- _WORK TASK_
Which of the lines below hold the word "with"? Pull each of them out.

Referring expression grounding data
== Segment start ==

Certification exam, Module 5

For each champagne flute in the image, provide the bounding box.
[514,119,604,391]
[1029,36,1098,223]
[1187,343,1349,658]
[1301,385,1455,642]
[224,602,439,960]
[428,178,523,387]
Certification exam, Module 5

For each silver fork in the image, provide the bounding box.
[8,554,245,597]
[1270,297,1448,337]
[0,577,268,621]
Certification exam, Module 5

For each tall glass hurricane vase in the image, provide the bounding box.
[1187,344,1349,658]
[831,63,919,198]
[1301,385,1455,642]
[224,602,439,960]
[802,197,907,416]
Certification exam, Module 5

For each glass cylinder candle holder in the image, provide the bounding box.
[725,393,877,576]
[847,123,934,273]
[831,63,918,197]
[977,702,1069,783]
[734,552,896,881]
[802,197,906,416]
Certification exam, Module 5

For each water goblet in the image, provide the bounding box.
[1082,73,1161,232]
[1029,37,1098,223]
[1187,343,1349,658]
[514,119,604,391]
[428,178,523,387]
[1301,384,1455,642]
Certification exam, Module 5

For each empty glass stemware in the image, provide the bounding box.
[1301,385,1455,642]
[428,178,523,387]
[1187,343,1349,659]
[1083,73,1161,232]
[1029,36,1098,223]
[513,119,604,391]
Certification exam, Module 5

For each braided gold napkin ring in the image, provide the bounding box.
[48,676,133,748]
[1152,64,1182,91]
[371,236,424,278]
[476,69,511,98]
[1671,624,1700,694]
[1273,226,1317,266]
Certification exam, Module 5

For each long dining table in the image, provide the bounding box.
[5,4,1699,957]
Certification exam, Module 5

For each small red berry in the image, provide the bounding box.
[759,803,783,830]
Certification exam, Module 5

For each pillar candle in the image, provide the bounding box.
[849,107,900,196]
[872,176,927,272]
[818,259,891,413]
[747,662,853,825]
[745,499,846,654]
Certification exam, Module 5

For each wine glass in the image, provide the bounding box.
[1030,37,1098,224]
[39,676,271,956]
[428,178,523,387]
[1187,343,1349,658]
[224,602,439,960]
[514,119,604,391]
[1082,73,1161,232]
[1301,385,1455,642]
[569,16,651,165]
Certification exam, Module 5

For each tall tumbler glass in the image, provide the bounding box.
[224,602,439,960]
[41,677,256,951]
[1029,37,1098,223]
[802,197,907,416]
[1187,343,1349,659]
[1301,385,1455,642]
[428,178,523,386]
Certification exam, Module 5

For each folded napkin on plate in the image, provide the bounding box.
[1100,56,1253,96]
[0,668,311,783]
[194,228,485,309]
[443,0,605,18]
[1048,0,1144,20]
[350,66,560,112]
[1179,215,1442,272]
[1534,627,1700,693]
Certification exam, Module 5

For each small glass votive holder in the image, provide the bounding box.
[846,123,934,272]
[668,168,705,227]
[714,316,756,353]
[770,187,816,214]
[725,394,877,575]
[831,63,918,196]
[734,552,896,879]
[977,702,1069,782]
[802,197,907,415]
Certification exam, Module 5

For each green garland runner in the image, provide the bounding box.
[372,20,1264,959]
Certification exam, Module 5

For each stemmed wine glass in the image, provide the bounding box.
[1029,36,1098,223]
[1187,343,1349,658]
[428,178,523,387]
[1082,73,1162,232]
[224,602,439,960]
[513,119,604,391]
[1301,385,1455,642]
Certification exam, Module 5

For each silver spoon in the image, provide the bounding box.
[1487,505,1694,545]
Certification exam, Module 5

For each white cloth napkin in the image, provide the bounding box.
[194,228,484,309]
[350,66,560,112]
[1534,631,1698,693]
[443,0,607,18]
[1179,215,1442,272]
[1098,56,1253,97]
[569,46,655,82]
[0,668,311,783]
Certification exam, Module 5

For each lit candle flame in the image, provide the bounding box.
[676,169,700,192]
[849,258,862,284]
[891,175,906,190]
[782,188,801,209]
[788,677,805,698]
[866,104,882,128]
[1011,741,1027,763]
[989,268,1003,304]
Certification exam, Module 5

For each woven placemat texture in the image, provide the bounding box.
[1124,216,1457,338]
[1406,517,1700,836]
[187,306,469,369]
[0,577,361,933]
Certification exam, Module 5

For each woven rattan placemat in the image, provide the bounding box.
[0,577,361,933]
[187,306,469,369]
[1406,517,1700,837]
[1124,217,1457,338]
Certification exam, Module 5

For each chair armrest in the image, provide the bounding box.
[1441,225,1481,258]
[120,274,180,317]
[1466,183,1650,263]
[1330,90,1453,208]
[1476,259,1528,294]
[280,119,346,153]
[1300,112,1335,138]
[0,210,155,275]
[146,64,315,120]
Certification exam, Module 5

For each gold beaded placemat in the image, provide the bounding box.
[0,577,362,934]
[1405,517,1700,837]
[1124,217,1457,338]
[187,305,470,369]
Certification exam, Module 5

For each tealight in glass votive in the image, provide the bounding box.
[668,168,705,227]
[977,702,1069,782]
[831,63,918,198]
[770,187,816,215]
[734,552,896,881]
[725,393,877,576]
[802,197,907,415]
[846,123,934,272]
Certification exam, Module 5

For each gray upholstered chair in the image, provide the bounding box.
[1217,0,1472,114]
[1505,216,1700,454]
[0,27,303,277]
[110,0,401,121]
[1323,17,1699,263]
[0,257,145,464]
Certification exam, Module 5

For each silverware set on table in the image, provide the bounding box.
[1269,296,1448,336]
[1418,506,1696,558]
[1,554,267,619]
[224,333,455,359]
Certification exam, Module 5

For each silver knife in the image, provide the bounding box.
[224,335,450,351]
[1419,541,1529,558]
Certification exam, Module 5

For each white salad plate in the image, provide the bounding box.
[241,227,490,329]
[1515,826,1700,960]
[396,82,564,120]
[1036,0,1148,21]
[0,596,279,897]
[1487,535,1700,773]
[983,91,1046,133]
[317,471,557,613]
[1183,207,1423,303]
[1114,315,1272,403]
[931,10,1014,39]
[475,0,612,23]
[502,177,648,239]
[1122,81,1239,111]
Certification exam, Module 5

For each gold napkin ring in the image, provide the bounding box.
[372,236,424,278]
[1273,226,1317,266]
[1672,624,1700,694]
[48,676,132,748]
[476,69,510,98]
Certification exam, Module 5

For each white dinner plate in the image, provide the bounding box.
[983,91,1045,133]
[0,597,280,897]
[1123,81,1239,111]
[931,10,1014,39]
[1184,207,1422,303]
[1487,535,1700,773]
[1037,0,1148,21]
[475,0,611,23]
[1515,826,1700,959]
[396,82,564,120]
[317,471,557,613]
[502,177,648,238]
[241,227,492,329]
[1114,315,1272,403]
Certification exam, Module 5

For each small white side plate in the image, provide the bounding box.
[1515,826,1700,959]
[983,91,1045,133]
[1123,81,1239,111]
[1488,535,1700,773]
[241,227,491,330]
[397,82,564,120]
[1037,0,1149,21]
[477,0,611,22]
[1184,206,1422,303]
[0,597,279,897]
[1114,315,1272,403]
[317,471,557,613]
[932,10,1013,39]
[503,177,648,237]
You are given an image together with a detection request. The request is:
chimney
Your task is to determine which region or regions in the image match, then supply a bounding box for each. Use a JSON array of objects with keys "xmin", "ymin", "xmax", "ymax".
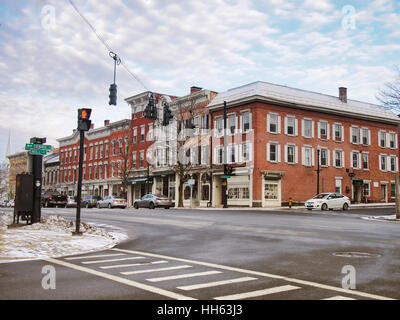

== Segment end ==

- _TASK RESPONSE_
You are given an image together with a detection request. The request is:
Your task is to determine which region or regions in the image match, then supply a bounding box for each. Use a JSON array of objects with keys "xmin", "ymin", "xmax", "ymax".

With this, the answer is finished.